Directive:
Pull out every line of the material below that contains the string "molding", and count only matches with the same uppercase and lowercase letters.

Entries provided:
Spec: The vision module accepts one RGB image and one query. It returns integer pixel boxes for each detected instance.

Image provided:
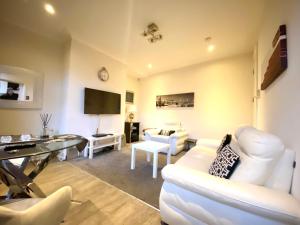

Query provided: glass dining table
[0,134,88,199]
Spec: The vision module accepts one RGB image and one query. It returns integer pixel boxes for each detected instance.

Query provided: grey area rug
[70,145,185,208]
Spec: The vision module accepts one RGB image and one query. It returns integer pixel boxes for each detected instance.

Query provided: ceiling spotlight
[204,37,215,52]
[207,44,215,52]
[44,3,55,15]
[142,23,162,43]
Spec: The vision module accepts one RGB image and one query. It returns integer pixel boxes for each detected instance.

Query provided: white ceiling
[0,0,264,77]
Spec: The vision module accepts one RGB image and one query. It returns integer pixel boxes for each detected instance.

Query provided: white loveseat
[145,126,188,155]
[160,128,300,225]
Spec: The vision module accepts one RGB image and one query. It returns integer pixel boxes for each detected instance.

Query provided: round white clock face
[98,67,109,81]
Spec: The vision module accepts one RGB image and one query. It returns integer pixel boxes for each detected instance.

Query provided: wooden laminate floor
[0,162,160,225]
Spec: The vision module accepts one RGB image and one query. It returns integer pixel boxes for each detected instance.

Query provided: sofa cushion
[230,128,284,185]
[234,125,255,140]
[208,145,240,179]
[158,130,175,136]
[265,149,296,193]
[217,134,232,153]
[176,146,217,173]
[237,129,284,160]
[151,135,170,144]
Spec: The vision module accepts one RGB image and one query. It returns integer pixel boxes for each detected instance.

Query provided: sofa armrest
[145,128,160,136]
[170,131,188,139]
[162,164,300,224]
[196,138,221,149]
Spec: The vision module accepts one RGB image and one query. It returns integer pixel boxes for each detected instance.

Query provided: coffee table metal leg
[147,152,151,162]
[131,146,135,170]
[167,148,171,165]
[153,152,158,178]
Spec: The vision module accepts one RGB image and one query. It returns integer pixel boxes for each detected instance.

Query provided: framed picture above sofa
[156,92,194,108]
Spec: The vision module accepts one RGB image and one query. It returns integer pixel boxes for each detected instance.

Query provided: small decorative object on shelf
[98,66,109,81]
[184,138,197,151]
[0,136,12,143]
[20,134,31,141]
[261,24,288,90]
[40,113,52,138]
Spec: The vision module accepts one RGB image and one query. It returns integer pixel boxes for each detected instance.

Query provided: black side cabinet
[125,122,140,143]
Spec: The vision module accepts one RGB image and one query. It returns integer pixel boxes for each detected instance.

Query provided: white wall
[125,76,141,122]
[63,39,131,136]
[139,54,253,138]
[0,21,63,134]
[258,0,300,199]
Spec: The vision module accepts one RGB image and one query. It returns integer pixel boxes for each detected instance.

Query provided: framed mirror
[0,65,44,109]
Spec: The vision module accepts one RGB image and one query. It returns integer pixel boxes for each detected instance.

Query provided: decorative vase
[41,127,49,138]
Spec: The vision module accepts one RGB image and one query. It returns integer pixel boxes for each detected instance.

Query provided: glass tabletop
[0,135,87,160]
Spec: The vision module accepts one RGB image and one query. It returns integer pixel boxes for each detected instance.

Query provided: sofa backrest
[161,122,184,132]
[265,149,296,193]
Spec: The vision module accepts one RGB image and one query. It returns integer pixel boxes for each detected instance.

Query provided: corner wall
[63,39,131,136]
[139,54,253,138]
[257,0,300,200]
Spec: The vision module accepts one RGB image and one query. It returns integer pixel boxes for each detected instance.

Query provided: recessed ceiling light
[44,3,55,15]
[207,44,215,52]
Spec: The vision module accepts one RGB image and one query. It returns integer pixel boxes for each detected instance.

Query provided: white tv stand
[84,134,122,159]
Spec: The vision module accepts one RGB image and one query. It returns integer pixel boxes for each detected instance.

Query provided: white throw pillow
[230,128,284,185]
[234,125,255,140]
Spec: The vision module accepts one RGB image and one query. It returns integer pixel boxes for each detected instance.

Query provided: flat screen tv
[84,88,121,115]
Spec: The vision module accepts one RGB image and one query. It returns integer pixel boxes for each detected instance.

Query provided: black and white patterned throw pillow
[158,130,175,136]
[217,134,232,153]
[208,145,240,179]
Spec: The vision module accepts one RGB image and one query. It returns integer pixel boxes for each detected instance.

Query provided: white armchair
[145,128,188,155]
[160,126,300,225]
[0,187,72,225]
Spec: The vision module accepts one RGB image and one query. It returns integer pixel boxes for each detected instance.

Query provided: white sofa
[144,127,188,155]
[160,127,300,225]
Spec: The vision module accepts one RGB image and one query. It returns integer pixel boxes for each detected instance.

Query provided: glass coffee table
[0,135,87,199]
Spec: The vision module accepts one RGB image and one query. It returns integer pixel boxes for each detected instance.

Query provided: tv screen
[84,88,121,114]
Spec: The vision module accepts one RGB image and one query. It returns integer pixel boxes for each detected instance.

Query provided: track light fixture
[142,23,162,43]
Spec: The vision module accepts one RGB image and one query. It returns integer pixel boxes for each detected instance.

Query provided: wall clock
[98,67,109,81]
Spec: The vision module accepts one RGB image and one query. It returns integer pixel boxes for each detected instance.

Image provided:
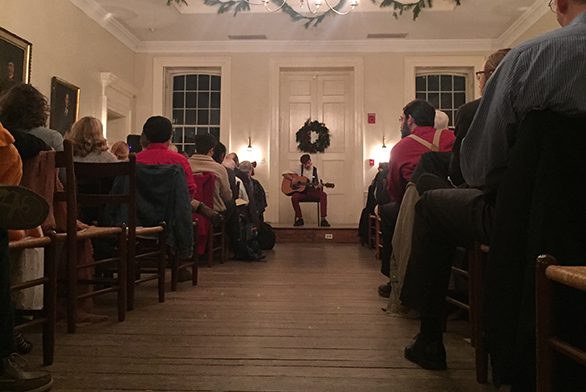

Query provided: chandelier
[244,0,358,15]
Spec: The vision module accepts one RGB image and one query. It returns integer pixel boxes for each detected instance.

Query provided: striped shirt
[461,13,586,190]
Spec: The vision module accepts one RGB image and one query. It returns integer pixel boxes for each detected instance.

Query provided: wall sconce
[238,136,262,163]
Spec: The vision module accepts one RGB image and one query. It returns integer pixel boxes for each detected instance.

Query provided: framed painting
[0,27,33,95]
[49,76,79,135]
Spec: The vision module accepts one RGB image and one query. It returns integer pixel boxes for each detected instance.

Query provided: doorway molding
[266,57,365,222]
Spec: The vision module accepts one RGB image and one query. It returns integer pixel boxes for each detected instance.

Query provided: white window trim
[153,57,232,146]
[404,56,486,102]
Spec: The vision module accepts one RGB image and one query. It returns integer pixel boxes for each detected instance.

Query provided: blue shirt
[461,13,586,189]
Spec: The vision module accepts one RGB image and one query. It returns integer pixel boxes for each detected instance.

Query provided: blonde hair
[65,116,108,157]
[110,140,130,161]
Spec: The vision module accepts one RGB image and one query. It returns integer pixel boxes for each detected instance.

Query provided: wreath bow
[295,119,330,153]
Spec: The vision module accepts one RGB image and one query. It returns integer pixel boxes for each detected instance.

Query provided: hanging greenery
[167,0,461,28]
[295,119,330,154]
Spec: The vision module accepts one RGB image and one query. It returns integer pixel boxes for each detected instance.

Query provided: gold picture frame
[49,76,80,135]
[0,27,33,95]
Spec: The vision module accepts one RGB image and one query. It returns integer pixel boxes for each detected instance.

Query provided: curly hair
[0,84,49,131]
[65,116,108,157]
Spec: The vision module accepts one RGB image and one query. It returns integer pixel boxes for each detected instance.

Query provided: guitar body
[281,173,335,196]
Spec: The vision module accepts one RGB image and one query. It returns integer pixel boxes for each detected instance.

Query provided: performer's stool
[299,197,321,227]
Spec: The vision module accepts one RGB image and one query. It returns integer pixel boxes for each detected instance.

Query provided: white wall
[0,0,135,135]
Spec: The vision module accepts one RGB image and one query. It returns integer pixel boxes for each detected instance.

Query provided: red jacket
[387,127,456,202]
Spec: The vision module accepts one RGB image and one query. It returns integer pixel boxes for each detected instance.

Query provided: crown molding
[69,0,141,51]
[497,0,550,48]
[136,39,498,54]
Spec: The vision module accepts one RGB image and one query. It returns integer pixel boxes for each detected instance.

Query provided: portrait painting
[49,76,79,135]
[0,27,33,95]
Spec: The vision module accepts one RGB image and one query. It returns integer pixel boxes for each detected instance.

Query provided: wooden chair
[170,220,199,291]
[8,231,57,366]
[535,255,586,392]
[374,216,383,260]
[54,140,126,333]
[193,173,226,267]
[299,196,321,227]
[446,242,489,384]
[368,214,377,249]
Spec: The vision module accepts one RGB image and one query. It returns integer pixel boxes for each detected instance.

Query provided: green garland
[167,0,461,28]
[295,119,330,154]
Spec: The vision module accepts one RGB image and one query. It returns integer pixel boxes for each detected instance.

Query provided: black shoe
[0,185,49,230]
[405,335,448,370]
[0,353,53,392]
[293,218,305,226]
[14,331,33,355]
[378,282,391,298]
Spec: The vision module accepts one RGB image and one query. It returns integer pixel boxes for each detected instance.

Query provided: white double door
[279,70,362,225]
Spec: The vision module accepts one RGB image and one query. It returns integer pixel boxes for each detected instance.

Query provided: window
[415,73,468,128]
[170,72,221,155]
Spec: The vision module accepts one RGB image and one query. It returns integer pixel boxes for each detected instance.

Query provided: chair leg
[169,252,179,291]
[118,225,126,322]
[535,256,557,392]
[208,224,214,268]
[158,230,167,302]
[43,233,57,366]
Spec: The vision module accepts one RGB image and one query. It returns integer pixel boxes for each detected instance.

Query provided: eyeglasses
[476,71,492,80]
[547,0,556,12]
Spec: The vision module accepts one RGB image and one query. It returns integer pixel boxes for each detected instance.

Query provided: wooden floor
[27,243,494,392]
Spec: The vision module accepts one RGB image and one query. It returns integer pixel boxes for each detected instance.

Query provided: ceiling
[70,0,548,51]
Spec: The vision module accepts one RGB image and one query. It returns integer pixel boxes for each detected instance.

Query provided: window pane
[454,76,466,91]
[441,75,452,91]
[185,110,197,125]
[415,76,427,91]
[427,93,439,109]
[184,127,195,144]
[185,93,197,109]
[210,110,220,125]
[183,144,195,156]
[197,75,210,91]
[173,76,185,90]
[185,75,197,91]
[172,128,183,144]
[197,93,210,109]
[173,110,184,124]
[440,93,452,109]
[210,93,220,109]
[427,75,439,91]
[446,110,454,125]
[173,92,185,109]
[212,75,222,91]
[454,93,466,109]
[197,110,210,125]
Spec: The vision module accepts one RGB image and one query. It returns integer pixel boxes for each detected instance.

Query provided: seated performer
[283,154,330,227]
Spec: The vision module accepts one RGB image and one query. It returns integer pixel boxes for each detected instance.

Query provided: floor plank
[30,243,492,392]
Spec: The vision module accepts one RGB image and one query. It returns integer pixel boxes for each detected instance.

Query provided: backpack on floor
[258,222,275,250]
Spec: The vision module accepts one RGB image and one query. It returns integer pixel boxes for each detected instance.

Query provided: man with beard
[379,99,455,297]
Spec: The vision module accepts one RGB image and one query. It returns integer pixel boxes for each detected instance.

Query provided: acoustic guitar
[281,174,336,196]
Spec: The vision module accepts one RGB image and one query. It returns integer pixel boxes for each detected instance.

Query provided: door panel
[279,70,362,225]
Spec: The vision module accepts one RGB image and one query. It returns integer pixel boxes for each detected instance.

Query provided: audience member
[0,84,63,151]
[136,116,222,227]
[189,133,232,212]
[111,140,130,161]
[401,0,586,391]
[65,116,118,163]
[0,121,53,391]
[378,99,455,297]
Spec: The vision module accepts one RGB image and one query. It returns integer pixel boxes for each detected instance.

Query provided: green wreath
[295,119,330,153]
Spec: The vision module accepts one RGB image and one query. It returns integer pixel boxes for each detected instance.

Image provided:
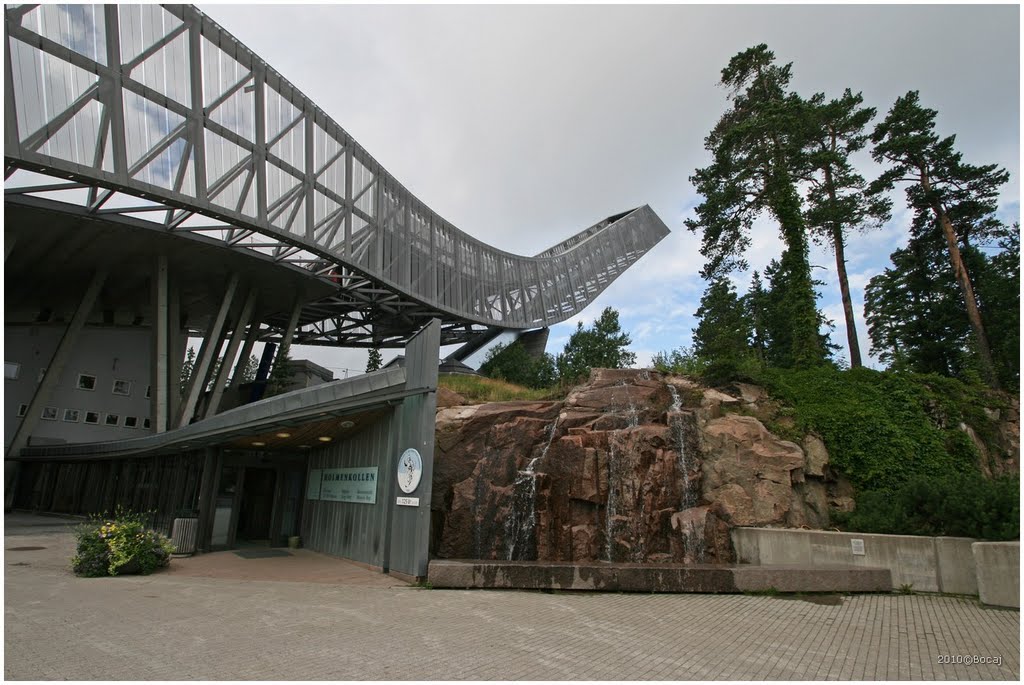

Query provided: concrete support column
[227,320,259,390]
[167,284,188,427]
[150,255,171,433]
[203,290,256,417]
[279,299,302,353]
[178,273,239,427]
[196,447,222,552]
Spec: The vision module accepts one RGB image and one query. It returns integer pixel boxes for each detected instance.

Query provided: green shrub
[765,367,1000,491]
[835,473,1020,540]
[71,508,174,577]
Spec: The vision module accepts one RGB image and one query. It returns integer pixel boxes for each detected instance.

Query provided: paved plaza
[4,514,1020,681]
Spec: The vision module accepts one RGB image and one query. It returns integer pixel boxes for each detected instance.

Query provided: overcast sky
[200,4,1020,376]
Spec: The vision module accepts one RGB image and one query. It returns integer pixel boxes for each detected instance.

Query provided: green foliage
[869,90,1010,387]
[72,507,174,577]
[761,250,834,369]
[693,279,754,385]
[651,347,707,377]
[367,347,384,374]
[480,340,557,389]
[804,88,892,368]
[839,473,1020,541]
[235,354,259,383]
[864,233,970,378]
[864,222,1020,389]
[263,345,292,397]
[437,374,564,404]
[555,307,636,384]
[178,345,196,396]
[686,44,827,367]
[765,367,999,490]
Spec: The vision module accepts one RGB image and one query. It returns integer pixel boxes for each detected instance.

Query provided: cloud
[195,5,1020,374]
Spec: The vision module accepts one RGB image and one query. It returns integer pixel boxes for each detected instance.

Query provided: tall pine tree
[870,90,1010,387]
[805,88,892,369]
[686,44,826,367]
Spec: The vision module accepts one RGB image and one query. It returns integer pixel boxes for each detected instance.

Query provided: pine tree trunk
[921,171,999,389]
[833,226,864,369]
[825,163,864,369]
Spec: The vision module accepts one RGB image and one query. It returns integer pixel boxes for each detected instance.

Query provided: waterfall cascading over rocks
[503,417,559,561]
[431,370,850,563]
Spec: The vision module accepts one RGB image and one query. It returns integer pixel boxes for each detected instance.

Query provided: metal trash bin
[171,516,199,557]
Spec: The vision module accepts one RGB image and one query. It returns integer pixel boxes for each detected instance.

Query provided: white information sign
[321,466,377,504]
[306,469,323,500]
[398,447,423,495]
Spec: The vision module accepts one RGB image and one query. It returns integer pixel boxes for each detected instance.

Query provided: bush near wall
[833,474,1020,541]
[71,509,174,577]
[765,367,1004,491]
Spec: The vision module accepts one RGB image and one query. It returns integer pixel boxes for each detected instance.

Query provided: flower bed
[71,508,174,577]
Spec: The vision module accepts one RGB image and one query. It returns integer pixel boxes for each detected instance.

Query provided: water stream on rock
[666,383,696,509]
[666,383,705,563]
[604,440,618,561]
[505,416,561,561]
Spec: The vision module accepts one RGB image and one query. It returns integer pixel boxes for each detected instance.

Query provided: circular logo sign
[398,447,423,495]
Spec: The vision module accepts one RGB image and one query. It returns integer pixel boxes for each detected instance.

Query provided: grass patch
[437,375,565,404]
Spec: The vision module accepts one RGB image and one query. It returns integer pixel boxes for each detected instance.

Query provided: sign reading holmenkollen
[319,466,377,504]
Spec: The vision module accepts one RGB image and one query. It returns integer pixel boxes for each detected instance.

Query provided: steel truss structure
[4,5,669,346]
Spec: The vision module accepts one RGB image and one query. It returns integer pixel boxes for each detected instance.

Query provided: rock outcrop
[431,370,1020,563]
[432,370,828,563]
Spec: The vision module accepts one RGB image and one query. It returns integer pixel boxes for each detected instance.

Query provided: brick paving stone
[4,518,1020,681]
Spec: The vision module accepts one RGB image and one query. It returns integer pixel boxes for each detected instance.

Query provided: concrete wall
[732,528,978,595]
[971,542,1021,608]
[4,324,152,447]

Solution for this exercise:
Query provided: doorway molding
Query provided: crown molding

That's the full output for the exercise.